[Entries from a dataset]
• • • • •

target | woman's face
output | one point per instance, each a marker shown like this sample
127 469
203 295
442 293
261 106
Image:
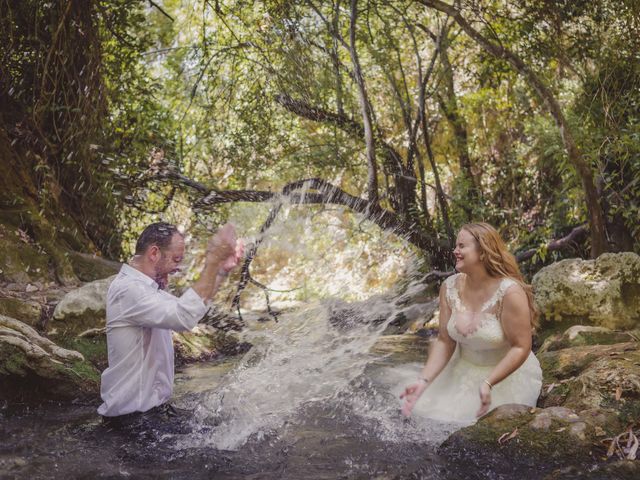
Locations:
466 252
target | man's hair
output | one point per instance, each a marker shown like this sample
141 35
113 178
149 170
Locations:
158 234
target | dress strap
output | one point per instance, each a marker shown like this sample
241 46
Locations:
452 292
496 298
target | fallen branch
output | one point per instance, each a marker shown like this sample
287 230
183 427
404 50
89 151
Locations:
577 235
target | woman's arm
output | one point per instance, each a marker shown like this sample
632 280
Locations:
439 355
444 346
516 323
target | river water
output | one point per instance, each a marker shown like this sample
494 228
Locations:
316 397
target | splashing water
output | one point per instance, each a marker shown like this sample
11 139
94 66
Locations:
316 356
319 355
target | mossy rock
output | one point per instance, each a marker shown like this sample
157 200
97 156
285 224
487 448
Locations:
92 345
89 268
405 348
618 470
34 369
204 343
581 335
21 260
81 309
516 441
23 310
595 376
602 292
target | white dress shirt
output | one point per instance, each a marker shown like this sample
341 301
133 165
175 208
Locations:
140 318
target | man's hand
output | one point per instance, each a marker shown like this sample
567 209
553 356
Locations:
233 261
485 400
225 248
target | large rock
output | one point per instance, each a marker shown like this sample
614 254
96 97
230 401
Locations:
516 441
602 377
603 292
581 335
204 343
89 268
33 368
81 309
21 260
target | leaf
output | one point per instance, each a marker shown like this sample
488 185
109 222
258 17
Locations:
633 451
505 437
612 447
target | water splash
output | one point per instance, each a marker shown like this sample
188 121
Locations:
318 355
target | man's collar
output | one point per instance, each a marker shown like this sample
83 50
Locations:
135 273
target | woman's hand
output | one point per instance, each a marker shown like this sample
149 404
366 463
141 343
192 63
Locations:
485 399
411 395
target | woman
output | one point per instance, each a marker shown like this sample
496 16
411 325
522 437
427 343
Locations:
482 357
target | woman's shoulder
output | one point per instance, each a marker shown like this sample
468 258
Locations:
512 288
451 280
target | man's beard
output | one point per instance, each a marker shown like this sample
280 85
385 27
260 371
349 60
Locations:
162 279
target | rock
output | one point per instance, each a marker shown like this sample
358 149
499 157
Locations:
405 348
204 343
413 318
602 292
81 309
89 268
24 310
604 378
33 368
516 439
20 259
579 335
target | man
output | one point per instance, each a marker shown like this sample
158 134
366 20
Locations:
141 316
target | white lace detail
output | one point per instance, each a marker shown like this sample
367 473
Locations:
488 330
453 394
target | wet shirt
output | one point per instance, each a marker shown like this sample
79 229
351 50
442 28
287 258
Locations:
140 318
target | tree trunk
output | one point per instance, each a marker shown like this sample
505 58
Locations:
365 107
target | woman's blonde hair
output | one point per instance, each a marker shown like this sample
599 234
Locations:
498 261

• • • • •

> Exercise prompt
Update the records above by changing every "instance" to "occurrence" and keeping everything else the same. Leave the pictures out of your answer.

> Output for this exercise
target | woman's face
output | one point per occurrence, each a marker shown like this sample
127 469
203 295
442 293
261 106
Image:
Locations:
466 252
target | man's hair
output | one point per occurrence, each a marker shown like this sample
141 35
113 178
149 170
Locations:
158 234
target | dress strap
output | one point per occurrence, each a marker shown like this sample
241 46
Locations:
452 292
496 298
target | fallen branch
output | one point per occurrence, each a marker shown like this sample
287 230
183 427
404 50
89 151
Locations:
577 235
target | woman's arm
output | one point per occurrence, each a marker shown like this sample
632 280
Locations:
439 355
444 346
516 323
target | river water
output | one point per occurrence, each a marker shown like this sample
494 228
Locations:
316 397
target | splashing water
output | one point per occurrence, each a marker shown like this sample
11 139
94 66
Locations:
316 356
319 355
target | mossy rock
output | one point per occurrence, each a marker shown like this sample
157 200
97 156
285 224
487 448
Locations:
92 345
89 268
405 348
618 470
34 369
204 343
581 335
21 260
81 309
516 441
23 310
595 376
602 292
target | white dress shirt
output | one point per occurrence, each a marker shown like this sample
341 301
133 165
175 208
Locations:
140 318
target | man's hand
output | one point per occurrence, each a marker shown like this sample
567 209
553 356
Locations:
233 261
485 400
225 248
target | large rock
output | one point per occurrence, each a marker shown like this sample
614 254
96 97
230 401
Locations:
516 441
602 377
603 292
581 335
204 343
89 268
33 368
81 309
21 260
target | leaf
output | one point per occurrence, each a marker shown like this sample
488 185
109 222
258 17
Locations:
633 451
505 437
612 447
target | water splash
output | one point per occurrence, each a marker shown like this sample
188 121
Locations:
318 355
target | man's collar
output | one point per occurrence, each a marker shown like this sample
83 50
Locations:
135 273
target | woman's hand
output | one point per occurrence, each a marker shown like this sample
149 404
366 463
141 343
192 63
Locations:
485 399
411 395
target | woman
output | one point per occurrence, each a marker shown like this sample
496 16
411 325
522 437
427 343
Locations:
482 357
target | woman's shoulder
output | one point per occurrence, each a marker shown like this sample
468 258
Locations:
512 288
451 280
target | man's beard
output | one point per occurrence, each a marker shown like this sample
280 85
385 27
260 371
349 60
Locations:
162 279
target | rock
output | one point per occurrence, each a marker shown like this sample
358 149
499 157
Locations:
405 348
204 343
413 318
602 292
81 309
89 268
24 310
604 378
33 368
516 439
20 259
579 335
target | man
output | one point per occurrence, each a marker shown like this sample
158 134
366 20
Locations:
141 316
target | white lace detail
output | one point per occurrence, each a marker shown like this sample
367 473
Locations:
488 330
453 394
target | wet shirt
output | one point per occurrence, each a marker shown like this sample
79 229
351 50
442 28
287 258
Locations:
140 318
target | tree trunk
output | one point per occurrence, each a marker shown like this sample
505 58
Locations:
365 107
target | woman's blonde hair
output | one point per occurrence, each a marker shown like this sample
599 234
Locations:
498 261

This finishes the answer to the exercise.